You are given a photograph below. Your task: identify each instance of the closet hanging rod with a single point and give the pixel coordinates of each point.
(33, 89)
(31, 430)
--
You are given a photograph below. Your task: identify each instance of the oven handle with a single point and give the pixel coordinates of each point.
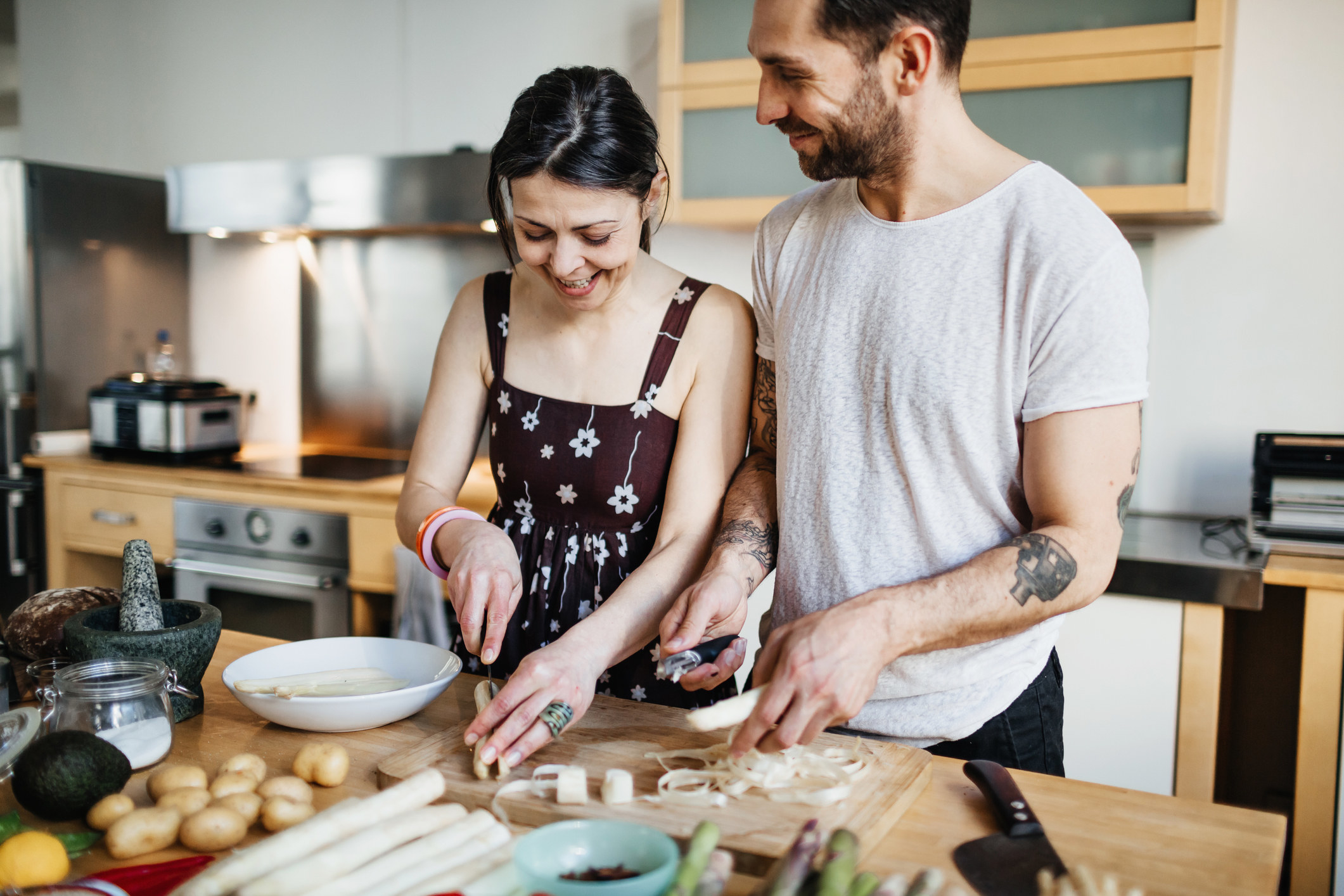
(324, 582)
...
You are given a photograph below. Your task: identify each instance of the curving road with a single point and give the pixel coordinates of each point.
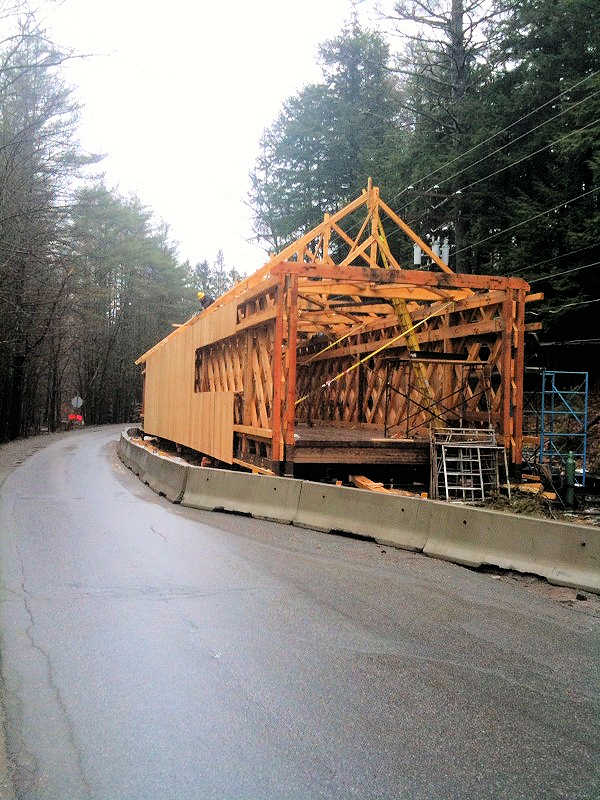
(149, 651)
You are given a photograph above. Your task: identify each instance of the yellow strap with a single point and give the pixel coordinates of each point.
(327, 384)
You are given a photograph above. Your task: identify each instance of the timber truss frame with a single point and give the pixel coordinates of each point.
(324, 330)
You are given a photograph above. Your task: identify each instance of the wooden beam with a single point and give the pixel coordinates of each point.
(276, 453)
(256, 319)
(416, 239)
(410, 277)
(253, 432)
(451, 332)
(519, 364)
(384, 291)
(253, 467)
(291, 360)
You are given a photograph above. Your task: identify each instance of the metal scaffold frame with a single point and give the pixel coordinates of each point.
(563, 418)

GIVEN INSTRUCTION
Pick out every line in the items above that contains the word "handle", and copy each one in full.

TASK OUTPUT
You are given a photograph below. Your task: identify each instance of the oven handle with a single point and give the pixel coordinates of each point.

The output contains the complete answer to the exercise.